Identify each line in the listing below that contains the string "stem" and copy those lines in full. The match is case-sensitive.

Supplied entries –
————
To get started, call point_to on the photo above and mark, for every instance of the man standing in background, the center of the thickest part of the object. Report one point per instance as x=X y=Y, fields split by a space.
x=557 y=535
————
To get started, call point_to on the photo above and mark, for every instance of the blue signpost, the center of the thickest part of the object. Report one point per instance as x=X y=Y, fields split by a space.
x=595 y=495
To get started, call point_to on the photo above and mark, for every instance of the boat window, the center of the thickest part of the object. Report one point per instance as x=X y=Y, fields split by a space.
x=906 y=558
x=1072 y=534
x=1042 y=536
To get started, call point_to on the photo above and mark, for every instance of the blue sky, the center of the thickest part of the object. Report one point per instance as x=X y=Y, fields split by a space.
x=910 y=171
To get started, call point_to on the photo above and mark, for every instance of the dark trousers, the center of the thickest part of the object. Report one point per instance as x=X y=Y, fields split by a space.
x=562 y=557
————
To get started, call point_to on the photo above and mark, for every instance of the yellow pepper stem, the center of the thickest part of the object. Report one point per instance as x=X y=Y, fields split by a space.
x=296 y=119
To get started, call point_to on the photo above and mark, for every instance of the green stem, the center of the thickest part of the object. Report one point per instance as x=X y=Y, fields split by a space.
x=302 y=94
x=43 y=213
————
Result –
To get started, call point_to on the photo above and mark, for every instance of the yellow pepper stem, the center of the thickest part of the object. Report one point per instance as x=X y=Y, fields split by a space.
To get started, call point_to on the photo above and mark, for every instance of the green stem, the center of the thickest part of the object. Report one point per instance as x=X y=Y, fields split by a space.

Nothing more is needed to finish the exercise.